Rewrite the stretch from the line containing "of the slate" through the end of the items, putting "template" wherever "sample shape" appears and changing nothing else.

/---

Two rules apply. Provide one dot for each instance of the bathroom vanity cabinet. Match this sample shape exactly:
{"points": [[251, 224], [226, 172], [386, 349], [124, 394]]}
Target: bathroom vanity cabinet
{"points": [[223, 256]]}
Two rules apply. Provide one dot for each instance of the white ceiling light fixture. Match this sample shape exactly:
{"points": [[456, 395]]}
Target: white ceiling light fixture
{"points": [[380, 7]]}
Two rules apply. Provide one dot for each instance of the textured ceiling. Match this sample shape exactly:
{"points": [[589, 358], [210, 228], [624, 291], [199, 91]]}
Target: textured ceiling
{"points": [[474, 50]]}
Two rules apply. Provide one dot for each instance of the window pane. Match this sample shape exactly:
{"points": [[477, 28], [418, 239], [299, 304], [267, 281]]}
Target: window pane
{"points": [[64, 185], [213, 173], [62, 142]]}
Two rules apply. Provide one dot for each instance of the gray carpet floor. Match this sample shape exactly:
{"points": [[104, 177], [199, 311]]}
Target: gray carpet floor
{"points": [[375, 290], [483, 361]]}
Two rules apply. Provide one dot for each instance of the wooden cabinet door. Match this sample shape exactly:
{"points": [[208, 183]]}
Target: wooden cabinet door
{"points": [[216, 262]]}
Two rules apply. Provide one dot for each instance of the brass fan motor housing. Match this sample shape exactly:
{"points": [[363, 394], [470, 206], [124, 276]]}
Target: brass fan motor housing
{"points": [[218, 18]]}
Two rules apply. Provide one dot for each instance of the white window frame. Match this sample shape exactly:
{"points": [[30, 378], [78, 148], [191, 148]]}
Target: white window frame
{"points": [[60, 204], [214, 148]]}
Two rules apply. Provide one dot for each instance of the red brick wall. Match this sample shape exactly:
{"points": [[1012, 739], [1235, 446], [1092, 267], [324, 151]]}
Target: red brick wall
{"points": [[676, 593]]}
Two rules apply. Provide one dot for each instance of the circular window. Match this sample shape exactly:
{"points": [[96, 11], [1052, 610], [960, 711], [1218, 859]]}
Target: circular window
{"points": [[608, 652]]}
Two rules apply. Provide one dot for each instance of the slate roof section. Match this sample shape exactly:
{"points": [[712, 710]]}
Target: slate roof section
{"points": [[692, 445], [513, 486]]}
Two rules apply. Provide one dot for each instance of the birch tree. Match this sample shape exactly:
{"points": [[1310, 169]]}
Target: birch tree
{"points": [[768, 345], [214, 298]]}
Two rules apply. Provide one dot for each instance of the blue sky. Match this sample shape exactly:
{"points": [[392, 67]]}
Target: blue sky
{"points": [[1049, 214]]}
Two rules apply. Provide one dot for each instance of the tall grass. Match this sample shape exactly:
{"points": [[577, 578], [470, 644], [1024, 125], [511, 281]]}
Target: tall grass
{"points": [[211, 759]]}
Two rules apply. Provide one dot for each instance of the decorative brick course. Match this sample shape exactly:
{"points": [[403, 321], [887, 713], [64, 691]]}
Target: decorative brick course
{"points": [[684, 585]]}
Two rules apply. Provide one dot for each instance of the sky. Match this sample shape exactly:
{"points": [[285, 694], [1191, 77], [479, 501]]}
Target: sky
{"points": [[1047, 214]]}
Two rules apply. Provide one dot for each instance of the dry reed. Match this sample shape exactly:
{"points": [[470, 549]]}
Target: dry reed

\---

## Written solution
Two rules apply. Provide one dot for each instance of the slate roof section. Match this template exactly:
{"points": [[712, 710]]}
Target: slate roof section
{"points": [[692, 445], [513, 486]]}
Two rules apply. Provide one dot for each instance of the birch tree. Match this template exactly:
{"points": [[1310, 169]]}
Target: birch tree
{"points": [[768, 345], [214, 298]]}
Two rules apply. Provide one dot for each instance of the blue sky. Match this template exactly:
{"points": [[392, 67]]}
Target: blue sky
{"points": [[1049, 214]]}
Two rules apply. Provide one dot for each instance of the tall grass. Match this template exactly:
{"points": [[577, 578], [470, 644], [1024, 125], [511, 281]]}
Target: tall grass
{"points": [[211, 759]]}
Two rules apply. Provide one dot for each instance of the decorative brick course. Match this template exactly:
{"points": [[403, 321], [887, 713], [64, 691]]}
Target: decorative brick course
{"points": [[684, 585]]}
Two rules apply. Provide one dot for each instance of the sky. Match this template exactly:
{"points": [[285, 694], [1191, 77], [479, 501]]}
Target: sky
{"points": [[1047, 214]]}
Two rules apply. Provide one dot for each instance of the dry reed. Match this template exactly:
{"points": [[470, 549]]}
Target: dry reed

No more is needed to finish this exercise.